--- SOURCE DOCUMENT ---
Our Technology is alive

It relies on powerfull color cell factories

How it works

We build powerfull enzymes to transform sugar into colors

The core of our technology is based on enzymes.

Enzymes are very powerful proteins that catalyze most biological reactions. All living beings have enzymes.

Enzymatic synthesis is particularly interesting for biomaterial production in a sustainable way for it has a remarkable energy efficiency, and high specificity in the production of molecules.

At PILI we develop a proprietary technology based on the design of enzymatic cascades to obtain dyes from renewable carbon sources (sugar and other nutrients).

Thanks to the specificity and efficiency of the enzymes, we develop tailored colors adapted to various applications

We use microorganisms as a biofactory to scale 

To replicate this process on a large scale, we integrate those enzymes in microorganisms such as bacteria.

Bacteria grow in water, use sugar as a renewable raw material and do not generate any polluting byproduct (they do not need any fossil ressources, no toxic chemicals, and need low T°C)

Bacteria are very powerful « biofactories » as they have a very high efficiency without polluting.

We grow them with renewable nutrients

This biological process is not only efficient and sustainable, it is also scalable.

Microorganisms replicate the tools very efficiently as they reproduce. And they reproduce very fast : nearly every 20 minutes! At the end of a day, we have billions of microorganisms, each of them producing pigments...

We produce the pigments in large quantities through fermentation

We grow bacteria thanks to fermentation processes.

Just like beer, in big fermentors but instead of brewing beer, we brew renewable colors.

The processes we use are very well-known in big scale productions of other compounds such as insulin in the pharmaceutical industry. We thus know that our technology can be brought up to high scale with low costs and accurate production.

At the end of this process, we separate bacteria from the pigments by filtering them (the size of a bacterium is 1000 times bigger than the targeted molecules so that's very easy.

We then formulate the dyes for various fabrics and other applications

Among all the applications,

we focus on textile as this industry requires the largest volumes of dyes and pigments.

Here lies the main sustainability challenge.

We are currently developping our products, testing it and scaling it from lab scale to industrial scale.
---
THE PROBLEM: Quote the technology page word for word between "How it works" and "and other nutrients).", inclusive.
--- SUPPLIED INFORMATION ---
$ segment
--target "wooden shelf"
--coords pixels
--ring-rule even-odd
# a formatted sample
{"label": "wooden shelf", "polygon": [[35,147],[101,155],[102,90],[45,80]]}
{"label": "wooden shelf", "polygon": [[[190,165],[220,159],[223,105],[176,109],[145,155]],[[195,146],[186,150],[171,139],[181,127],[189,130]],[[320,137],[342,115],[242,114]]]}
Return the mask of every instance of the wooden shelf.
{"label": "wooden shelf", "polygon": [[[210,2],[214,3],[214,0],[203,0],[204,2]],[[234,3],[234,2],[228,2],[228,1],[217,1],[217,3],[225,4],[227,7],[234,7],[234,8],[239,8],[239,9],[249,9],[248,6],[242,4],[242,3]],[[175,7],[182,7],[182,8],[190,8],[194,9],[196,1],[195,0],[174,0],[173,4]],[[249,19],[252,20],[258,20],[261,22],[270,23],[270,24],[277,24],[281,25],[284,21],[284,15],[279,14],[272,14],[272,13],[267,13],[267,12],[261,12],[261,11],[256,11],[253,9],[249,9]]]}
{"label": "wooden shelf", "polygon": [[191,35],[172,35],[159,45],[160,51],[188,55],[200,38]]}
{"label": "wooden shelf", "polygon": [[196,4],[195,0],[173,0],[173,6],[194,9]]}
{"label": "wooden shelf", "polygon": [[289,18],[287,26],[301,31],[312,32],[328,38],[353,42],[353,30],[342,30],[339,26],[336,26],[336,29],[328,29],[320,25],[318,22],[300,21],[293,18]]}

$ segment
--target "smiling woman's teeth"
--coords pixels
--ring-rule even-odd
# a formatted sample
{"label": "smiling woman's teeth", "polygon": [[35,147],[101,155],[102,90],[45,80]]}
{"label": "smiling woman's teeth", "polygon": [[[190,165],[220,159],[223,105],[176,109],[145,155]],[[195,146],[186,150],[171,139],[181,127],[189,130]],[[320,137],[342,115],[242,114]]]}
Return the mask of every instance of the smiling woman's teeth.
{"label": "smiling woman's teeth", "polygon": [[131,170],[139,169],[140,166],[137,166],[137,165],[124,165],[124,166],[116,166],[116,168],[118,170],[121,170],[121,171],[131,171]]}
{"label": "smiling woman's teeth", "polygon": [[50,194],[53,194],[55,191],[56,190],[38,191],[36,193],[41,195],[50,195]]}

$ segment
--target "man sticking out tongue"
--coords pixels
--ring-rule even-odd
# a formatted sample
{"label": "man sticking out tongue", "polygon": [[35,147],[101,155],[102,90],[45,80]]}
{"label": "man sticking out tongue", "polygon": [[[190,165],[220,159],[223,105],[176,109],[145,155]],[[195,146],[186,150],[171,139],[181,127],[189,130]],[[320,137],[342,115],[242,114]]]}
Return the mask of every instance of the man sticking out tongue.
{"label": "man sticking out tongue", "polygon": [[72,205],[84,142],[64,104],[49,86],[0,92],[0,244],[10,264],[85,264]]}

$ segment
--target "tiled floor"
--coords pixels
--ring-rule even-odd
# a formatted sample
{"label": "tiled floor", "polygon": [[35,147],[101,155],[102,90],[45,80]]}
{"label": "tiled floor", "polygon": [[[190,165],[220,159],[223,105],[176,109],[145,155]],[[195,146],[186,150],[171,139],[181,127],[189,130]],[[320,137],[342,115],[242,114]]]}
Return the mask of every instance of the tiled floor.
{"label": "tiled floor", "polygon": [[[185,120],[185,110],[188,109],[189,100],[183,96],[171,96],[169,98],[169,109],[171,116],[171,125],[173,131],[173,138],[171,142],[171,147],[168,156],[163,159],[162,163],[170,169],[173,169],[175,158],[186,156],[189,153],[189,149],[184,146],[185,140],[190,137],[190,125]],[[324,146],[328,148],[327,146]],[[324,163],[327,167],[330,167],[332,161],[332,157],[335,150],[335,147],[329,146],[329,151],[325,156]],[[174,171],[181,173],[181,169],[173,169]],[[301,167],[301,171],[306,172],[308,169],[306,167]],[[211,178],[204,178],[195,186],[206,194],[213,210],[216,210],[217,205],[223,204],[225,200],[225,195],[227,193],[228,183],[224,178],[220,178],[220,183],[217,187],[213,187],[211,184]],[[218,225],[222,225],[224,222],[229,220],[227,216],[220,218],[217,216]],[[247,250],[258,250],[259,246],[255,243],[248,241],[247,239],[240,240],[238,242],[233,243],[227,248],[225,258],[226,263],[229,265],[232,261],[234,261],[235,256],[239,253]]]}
---
--- SUPPLIED INFORMATION ---
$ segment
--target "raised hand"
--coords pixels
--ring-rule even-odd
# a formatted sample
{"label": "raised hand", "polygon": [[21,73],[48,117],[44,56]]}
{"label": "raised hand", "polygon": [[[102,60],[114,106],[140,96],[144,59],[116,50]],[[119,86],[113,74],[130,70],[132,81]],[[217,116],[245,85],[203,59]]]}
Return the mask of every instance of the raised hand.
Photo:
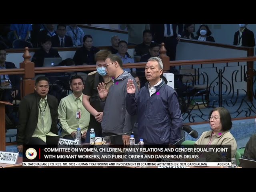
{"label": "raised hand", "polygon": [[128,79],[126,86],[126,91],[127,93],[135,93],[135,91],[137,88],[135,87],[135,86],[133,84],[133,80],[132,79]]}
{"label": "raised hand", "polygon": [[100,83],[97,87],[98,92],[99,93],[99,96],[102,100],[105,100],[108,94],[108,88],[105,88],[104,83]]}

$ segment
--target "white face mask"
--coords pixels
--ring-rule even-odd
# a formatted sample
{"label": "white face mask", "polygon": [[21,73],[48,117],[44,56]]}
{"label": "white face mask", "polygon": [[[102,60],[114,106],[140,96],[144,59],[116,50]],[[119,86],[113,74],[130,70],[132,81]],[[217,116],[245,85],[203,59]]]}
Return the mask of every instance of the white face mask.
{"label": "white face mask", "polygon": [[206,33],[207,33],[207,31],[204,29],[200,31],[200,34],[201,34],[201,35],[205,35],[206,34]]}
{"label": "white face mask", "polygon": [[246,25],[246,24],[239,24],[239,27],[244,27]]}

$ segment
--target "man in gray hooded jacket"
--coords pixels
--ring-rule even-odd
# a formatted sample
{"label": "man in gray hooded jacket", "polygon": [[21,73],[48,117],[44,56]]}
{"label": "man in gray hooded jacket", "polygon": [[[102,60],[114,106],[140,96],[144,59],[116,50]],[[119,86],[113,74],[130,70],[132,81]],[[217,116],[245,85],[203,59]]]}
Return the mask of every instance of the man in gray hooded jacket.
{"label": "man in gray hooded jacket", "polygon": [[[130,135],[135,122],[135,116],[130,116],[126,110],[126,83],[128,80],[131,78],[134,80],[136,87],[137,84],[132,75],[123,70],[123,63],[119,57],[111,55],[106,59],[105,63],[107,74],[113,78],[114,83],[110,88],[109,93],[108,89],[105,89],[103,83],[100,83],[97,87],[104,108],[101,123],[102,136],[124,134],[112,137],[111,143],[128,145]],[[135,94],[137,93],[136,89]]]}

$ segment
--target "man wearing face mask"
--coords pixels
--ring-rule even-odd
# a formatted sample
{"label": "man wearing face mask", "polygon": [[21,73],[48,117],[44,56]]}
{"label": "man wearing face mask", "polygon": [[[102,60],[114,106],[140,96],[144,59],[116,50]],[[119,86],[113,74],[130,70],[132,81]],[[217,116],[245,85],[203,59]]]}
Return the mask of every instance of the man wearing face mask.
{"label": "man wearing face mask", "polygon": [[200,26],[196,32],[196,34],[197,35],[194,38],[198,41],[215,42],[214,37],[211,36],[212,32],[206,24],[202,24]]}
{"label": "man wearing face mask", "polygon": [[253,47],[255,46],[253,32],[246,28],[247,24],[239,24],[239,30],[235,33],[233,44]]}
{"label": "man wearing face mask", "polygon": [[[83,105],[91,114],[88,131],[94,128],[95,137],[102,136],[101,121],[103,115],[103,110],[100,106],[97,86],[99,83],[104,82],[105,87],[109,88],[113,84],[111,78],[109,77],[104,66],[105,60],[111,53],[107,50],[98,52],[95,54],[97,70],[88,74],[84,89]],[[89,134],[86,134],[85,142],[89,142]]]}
---
--- SUPPLIED INFORMATION ---
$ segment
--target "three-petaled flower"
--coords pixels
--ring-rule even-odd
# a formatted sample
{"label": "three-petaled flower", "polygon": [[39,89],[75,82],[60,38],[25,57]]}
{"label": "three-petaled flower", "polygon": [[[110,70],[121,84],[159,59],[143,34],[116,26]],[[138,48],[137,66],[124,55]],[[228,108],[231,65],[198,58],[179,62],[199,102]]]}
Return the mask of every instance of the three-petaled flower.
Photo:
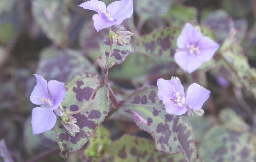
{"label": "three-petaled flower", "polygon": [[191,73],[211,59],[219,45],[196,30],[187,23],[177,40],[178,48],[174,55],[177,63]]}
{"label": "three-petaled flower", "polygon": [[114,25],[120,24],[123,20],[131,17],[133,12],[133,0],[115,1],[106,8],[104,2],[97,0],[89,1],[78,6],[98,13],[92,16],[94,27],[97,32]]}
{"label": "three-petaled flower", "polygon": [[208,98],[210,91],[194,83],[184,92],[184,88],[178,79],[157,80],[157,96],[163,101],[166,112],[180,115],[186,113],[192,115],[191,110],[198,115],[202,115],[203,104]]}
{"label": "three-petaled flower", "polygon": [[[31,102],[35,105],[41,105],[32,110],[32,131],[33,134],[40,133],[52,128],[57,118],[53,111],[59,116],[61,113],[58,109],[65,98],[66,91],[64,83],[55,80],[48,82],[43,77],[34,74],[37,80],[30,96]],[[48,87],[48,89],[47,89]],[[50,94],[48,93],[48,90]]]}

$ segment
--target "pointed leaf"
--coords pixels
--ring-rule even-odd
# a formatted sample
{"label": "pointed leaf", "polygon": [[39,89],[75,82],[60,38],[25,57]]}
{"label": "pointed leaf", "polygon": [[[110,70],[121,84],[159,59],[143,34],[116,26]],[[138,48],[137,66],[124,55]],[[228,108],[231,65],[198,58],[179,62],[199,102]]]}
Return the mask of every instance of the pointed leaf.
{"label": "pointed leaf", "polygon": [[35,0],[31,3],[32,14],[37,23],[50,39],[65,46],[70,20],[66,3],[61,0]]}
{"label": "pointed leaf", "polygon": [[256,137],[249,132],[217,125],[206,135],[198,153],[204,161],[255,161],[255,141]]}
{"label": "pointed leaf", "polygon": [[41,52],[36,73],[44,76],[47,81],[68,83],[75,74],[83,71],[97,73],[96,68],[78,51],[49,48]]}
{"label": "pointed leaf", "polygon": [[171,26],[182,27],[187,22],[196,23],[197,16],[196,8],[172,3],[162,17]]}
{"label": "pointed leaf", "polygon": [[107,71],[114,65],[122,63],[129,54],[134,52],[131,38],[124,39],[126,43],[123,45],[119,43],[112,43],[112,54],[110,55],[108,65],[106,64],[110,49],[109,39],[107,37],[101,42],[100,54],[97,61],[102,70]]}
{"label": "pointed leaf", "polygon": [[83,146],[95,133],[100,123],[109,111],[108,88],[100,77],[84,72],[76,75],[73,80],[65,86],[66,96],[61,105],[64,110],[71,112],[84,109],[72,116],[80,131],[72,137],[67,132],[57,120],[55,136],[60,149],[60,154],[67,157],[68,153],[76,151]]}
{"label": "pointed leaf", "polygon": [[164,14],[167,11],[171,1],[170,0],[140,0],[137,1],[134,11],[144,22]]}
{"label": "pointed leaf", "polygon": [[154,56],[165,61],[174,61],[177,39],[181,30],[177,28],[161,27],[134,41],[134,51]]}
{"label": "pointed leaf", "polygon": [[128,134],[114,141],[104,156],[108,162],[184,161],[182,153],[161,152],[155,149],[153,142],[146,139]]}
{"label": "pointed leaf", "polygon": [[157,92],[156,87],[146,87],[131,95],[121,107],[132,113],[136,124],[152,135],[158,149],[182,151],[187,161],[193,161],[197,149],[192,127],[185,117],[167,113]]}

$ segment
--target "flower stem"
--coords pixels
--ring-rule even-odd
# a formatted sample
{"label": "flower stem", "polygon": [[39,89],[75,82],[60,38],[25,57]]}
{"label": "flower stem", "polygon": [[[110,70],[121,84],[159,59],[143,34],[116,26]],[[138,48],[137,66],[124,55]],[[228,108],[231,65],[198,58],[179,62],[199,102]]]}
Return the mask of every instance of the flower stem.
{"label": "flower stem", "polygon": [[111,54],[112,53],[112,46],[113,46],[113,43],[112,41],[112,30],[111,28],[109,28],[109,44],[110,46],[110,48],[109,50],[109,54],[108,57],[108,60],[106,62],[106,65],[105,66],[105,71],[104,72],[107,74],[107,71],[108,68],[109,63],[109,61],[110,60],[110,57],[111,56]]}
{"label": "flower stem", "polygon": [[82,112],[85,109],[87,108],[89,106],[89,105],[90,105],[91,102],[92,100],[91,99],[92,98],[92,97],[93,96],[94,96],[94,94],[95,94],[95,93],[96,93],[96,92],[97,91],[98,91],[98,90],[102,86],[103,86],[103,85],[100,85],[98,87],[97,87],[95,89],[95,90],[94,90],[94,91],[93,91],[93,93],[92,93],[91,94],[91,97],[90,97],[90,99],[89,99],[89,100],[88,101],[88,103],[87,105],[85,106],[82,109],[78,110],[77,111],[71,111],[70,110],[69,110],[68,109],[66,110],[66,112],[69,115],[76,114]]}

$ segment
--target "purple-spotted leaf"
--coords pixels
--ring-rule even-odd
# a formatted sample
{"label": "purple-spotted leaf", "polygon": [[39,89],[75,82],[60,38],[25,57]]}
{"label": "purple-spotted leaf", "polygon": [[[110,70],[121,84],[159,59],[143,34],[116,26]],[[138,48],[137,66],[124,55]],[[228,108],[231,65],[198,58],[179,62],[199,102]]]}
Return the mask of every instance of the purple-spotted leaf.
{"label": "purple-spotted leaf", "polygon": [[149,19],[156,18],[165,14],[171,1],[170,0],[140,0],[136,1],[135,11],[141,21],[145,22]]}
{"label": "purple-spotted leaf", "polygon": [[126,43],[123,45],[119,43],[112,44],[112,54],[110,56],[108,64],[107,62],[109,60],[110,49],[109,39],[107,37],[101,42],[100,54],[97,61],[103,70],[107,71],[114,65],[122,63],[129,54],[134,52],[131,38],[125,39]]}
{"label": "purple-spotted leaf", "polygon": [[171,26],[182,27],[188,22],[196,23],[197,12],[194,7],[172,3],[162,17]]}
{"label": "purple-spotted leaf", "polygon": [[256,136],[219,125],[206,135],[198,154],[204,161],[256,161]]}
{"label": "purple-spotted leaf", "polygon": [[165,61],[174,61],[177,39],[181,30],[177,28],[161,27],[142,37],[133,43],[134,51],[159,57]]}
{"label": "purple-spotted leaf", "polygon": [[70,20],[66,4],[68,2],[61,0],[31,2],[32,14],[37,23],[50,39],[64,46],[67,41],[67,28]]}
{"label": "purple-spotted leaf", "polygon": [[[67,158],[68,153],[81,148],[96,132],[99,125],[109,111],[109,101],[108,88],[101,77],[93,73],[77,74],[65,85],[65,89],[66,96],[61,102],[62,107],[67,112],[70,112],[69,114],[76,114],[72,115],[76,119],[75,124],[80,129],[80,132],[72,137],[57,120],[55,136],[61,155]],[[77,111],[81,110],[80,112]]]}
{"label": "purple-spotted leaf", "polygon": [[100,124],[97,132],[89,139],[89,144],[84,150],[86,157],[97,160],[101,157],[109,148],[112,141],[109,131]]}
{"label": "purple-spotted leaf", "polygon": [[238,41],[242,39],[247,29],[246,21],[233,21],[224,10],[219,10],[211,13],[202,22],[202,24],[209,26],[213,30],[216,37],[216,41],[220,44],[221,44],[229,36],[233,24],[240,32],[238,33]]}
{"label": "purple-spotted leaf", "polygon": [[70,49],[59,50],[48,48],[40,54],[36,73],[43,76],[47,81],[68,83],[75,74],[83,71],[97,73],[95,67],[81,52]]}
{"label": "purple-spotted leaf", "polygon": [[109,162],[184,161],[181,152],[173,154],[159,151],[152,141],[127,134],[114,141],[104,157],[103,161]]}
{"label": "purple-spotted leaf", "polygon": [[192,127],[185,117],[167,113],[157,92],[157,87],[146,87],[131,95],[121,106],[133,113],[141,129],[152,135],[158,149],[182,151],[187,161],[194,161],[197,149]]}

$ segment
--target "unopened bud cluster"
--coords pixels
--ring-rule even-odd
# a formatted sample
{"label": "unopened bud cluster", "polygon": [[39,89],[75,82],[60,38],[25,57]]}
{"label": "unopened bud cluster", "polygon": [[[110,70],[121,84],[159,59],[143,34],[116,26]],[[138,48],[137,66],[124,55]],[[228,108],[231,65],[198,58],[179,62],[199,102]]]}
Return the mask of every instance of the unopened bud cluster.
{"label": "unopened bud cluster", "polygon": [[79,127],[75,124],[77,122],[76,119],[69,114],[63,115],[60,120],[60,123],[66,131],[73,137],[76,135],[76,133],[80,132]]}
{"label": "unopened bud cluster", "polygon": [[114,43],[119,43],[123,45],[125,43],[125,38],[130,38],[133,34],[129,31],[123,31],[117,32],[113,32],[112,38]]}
---
WRITTEN ANSWER:
How it works

We build powerfull enzymes to transform sugar into colors

The core of our technology is based on enzymes.

Enzymes are very powerful proteins that catalyze most biological reactions. All living beings have enzymes.

Enzymatic synthesis is particularly interesting for biomaterial production in a sustainable way for it has a remarkable energy efficiency, and high specificity in the production of molecules.

At PILI we develop a proprietary technology based on the design of enzymatic cascades to obtain dyes from renewable carbon sources (sugar and other nutrients).